++++ ТЕКСТ ДЛЯ РАЗБОРА ++++
Кино показывает мир, каким его не видели. Люди заинтересованы нескромным показом физиогномической человеческой действительности. Расширяются оптический опыт, знание всех людей и местностей. Но ничего не разглядывают основательно и длительно; видят возбуждающее, даже потрясающее, что не забывается, но в большинстве случаев ценой ни с чем не сравнимой пустоты души, сменяющей напряжение.
В театральном искусстве сохраняется еще традиция техники. Новое может на мгновение достичь поразительного эффекта. Постановка Пискатора с ее смешением машин, улиц, танцующих ног, марширующих солдат создает зрелище грубой действительности, которую она одновременно поднимает до сферы нереальности. Когда все отбрасывает свою тень при рассчитанном освещении и таким образом присутствует дважды, как будто живет только как призрак другого, технический механизм кажется средством постановки и уничтожением действительности этого механизма. Однако уничтожение приводит к ощущению не бытия, а только ничто, которое, взывая к зрителю, возбуждает ужас перед бытием. Политическая же тенденция действует глупо и второстепенно.
Современный актер может элементарно представить изначальные аффекты существования, ненависть, иронию и презрение, эротику девок, смешных людей, громогласное, простое, убедительные антитезисы. Но там, где следовало бы показать благородство человека, он в большинстве случаев не справляется со своей задачей. Едва ли кто-нибудь может еще сыграть Гамлета, Эдгара.
Наряду с этим, однако, еще сегодня есть великолепные постановки моцартовских опер, вызывающих бурю восторга исполнения лучшей музыки прежних времен без приспособления к массовым инстинктам, более того, соответствующие самым высоким требованиям. Но вопрос, где же истина, в публике Пискатора или в публике Моцарта, был бы неправильно поставлен. Здесь нет альтернатив, поскольку речь идет о том, что не допускает сравнения; в одном случае - об исчезающем формировании хаотического мгновения в сознании голого бытия в качестве ничто, в другом - об искусстве, которое заставляет говорить бытие.
++++ ВЫДЕРЖКИ ИЗ ДАННЫХ ++++
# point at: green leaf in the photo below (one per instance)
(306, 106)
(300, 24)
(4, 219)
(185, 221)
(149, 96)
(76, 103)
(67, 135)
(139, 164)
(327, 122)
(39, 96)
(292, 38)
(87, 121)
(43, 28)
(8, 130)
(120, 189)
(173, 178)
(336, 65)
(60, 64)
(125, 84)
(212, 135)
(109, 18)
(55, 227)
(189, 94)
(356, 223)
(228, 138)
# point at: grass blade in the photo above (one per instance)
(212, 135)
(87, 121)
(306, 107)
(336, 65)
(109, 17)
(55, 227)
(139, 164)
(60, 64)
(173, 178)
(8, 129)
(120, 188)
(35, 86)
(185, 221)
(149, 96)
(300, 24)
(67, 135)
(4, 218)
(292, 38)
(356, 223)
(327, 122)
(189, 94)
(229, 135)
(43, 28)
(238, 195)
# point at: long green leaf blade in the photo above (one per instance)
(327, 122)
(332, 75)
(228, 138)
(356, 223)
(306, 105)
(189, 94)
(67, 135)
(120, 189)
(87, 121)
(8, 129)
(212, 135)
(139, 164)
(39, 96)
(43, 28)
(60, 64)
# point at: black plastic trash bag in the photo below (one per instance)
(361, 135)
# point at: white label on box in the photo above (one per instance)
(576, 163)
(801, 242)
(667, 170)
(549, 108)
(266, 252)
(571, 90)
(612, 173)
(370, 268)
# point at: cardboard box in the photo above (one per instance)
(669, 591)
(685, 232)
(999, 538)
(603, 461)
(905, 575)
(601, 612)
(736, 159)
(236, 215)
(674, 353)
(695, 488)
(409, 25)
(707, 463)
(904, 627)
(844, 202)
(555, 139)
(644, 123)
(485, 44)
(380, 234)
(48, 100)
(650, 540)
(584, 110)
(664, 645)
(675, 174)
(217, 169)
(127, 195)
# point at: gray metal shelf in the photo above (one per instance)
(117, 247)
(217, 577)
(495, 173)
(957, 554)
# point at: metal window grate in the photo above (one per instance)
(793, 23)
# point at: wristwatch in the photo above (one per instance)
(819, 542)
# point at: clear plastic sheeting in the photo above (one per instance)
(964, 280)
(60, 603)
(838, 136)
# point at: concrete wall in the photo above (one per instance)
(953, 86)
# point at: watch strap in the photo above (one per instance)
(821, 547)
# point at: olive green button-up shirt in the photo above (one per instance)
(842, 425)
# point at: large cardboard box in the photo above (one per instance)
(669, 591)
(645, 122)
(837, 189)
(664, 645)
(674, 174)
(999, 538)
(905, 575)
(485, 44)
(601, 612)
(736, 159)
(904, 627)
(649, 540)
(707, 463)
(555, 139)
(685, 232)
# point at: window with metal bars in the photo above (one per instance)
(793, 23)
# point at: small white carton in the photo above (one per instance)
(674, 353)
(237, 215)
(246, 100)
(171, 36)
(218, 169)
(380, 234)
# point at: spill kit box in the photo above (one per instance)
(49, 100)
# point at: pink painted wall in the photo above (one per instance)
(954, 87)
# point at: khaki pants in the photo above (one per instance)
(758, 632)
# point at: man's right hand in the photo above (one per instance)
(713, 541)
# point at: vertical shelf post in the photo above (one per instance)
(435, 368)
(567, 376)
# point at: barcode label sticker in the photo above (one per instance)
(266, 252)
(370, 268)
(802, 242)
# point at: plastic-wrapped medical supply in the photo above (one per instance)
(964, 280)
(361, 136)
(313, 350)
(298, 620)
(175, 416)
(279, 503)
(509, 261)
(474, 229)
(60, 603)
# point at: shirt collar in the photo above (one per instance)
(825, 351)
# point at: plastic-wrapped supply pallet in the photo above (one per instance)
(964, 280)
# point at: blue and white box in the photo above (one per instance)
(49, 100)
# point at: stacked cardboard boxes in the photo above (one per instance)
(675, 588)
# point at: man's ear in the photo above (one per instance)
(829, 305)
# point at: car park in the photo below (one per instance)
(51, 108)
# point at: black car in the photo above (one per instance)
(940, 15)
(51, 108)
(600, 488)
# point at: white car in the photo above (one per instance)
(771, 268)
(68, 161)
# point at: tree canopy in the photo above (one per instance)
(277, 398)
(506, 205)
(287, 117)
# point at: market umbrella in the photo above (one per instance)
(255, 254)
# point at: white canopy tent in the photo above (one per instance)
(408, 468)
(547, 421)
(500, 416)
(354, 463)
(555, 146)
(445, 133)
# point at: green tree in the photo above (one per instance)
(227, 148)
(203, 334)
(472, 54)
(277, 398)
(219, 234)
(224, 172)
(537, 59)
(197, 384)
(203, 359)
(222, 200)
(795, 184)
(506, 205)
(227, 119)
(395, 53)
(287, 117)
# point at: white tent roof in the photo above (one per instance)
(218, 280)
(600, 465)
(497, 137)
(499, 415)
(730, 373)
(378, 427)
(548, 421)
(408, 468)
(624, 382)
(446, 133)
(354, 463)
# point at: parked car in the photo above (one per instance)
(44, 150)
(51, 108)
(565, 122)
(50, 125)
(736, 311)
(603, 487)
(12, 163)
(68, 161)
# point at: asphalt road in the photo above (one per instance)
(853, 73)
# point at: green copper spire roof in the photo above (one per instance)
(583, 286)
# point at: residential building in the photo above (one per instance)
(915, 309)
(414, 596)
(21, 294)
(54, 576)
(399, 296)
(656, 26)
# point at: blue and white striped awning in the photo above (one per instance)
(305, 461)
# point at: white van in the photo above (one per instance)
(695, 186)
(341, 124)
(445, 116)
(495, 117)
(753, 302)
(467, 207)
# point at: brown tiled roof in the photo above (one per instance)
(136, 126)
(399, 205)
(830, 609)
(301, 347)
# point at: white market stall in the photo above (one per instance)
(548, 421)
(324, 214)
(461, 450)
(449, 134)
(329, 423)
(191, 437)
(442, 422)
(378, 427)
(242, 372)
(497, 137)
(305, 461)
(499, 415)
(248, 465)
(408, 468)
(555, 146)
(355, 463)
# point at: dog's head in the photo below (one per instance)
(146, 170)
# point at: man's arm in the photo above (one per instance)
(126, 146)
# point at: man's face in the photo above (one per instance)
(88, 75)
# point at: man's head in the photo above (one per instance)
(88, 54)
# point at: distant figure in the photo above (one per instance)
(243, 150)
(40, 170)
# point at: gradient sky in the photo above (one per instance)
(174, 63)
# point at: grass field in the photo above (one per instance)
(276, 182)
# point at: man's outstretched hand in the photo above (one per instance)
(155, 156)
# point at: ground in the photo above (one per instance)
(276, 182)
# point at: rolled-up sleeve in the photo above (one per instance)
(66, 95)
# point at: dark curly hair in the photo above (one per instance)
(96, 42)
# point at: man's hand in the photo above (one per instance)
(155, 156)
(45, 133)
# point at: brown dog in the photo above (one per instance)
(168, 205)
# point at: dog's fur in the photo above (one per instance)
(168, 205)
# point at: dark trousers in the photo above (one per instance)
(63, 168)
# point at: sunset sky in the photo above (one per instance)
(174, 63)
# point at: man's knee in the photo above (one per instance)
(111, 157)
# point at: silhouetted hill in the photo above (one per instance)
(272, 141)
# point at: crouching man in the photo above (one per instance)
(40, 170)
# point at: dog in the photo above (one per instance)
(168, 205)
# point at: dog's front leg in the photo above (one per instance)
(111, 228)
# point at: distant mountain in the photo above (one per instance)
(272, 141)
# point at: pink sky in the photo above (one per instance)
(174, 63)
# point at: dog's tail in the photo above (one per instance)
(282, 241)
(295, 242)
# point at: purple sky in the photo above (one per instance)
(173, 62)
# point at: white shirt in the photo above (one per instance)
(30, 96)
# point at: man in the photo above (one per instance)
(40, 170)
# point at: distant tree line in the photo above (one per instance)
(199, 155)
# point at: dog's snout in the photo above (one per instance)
++++
__ЗАДАНИЕ__:
Как перевести на английский предложение «Кино показывает мир, каким его не видели.» из текста о кино и театре?

__ОТВЕТ__:
Cinema shows the world as it has never been seen.